** Opening DATA SUPPLIED block **
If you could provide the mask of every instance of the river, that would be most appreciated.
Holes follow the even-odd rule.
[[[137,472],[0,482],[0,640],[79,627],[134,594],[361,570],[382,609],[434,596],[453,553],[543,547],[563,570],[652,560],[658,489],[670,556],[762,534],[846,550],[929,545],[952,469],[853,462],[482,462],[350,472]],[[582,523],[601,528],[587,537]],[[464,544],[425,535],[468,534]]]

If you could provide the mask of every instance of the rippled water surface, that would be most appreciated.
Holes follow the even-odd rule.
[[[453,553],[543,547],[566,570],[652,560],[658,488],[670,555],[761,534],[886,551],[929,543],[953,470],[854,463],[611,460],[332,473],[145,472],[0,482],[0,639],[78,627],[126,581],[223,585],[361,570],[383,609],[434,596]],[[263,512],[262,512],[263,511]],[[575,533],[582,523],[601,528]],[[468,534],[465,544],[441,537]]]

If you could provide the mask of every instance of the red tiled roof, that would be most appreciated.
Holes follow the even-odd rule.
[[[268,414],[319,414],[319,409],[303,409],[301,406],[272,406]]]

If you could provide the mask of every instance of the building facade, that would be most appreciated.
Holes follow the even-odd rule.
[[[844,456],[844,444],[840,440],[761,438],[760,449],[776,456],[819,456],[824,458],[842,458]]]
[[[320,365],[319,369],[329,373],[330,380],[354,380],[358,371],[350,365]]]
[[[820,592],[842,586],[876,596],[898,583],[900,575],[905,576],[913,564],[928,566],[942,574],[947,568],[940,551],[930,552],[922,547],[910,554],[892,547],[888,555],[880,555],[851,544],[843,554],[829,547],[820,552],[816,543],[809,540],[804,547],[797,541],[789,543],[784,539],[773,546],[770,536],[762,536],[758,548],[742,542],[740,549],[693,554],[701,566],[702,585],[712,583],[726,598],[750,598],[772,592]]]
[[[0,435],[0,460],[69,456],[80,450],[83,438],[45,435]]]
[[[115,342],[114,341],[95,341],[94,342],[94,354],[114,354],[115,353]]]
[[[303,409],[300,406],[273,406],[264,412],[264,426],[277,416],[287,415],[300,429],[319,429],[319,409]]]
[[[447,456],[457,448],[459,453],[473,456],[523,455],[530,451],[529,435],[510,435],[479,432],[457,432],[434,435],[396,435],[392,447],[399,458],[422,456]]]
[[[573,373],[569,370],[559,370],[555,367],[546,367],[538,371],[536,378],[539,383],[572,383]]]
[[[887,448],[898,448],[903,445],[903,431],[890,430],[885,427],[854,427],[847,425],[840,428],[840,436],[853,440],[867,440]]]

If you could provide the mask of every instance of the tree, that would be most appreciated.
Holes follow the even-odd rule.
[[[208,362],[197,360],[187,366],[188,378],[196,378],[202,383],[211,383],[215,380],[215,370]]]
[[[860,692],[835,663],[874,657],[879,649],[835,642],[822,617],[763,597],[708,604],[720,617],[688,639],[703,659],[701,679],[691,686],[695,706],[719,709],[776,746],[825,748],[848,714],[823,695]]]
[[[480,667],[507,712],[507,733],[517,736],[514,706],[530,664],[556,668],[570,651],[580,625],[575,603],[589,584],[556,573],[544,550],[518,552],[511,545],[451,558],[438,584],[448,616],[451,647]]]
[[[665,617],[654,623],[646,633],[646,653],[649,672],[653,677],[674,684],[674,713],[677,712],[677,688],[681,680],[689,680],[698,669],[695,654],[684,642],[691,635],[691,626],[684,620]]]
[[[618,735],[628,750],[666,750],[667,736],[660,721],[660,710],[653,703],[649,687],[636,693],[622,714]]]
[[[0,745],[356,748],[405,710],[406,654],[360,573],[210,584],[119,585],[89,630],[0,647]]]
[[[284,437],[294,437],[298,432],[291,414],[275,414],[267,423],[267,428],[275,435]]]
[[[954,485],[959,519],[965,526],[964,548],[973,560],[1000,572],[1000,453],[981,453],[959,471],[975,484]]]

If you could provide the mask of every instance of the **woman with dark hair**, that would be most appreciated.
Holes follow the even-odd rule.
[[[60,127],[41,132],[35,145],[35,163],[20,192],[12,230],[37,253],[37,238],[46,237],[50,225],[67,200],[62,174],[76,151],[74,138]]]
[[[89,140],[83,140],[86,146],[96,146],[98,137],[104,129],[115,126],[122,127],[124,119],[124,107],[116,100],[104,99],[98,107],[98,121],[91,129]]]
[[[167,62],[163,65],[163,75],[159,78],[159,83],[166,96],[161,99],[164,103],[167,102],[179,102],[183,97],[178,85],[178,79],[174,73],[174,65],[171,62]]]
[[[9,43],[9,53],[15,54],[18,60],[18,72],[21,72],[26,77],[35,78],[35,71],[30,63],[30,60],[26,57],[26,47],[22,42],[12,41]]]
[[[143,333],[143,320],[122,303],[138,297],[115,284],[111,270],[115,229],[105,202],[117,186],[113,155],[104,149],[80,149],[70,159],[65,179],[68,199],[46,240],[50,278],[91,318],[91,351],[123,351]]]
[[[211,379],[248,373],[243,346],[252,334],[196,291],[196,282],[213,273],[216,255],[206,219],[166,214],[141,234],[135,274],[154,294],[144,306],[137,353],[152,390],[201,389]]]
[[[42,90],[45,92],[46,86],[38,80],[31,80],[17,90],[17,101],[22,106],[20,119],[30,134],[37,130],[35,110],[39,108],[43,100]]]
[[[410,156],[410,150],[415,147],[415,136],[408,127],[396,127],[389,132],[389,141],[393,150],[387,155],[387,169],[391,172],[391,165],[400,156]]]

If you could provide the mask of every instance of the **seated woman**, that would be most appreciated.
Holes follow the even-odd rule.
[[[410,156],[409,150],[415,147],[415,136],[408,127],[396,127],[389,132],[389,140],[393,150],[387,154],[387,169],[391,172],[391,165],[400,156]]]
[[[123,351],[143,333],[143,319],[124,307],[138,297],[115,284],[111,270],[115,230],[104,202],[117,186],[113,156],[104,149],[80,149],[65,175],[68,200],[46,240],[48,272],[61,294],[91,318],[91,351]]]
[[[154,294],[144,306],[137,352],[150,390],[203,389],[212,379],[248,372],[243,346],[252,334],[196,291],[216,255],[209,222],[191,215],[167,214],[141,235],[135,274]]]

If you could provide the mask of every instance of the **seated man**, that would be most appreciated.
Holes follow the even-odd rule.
** Closing DATA SUPPLIED block **
◆ EXERCISE AIM
The expected output is every line from the material above where "would" can be found.

◆ RESULT FOR THIS TASK
If you could provide the mask of every instance of the river, that would be most appreciated.
If you could provide the mask of every instance of the rippled water surface, that would be most appreciated.
If you could provide the mask of every instance of the red tiled roof, that would be most appreciated.
If you could provide the mask of every instance of the building facade, that would be most appreciated.
If you could provide the mask of every instance of the tree, that would be most appreciated.
If you could provide the mask of every instance of the **woman with dark hair**, that would be most appreciated.
If you could provide the mask of every instance of the **seated woman**, that would be most appreciated.
If you could provide the mask of every instance of the **seated man**, that would be most appreciated.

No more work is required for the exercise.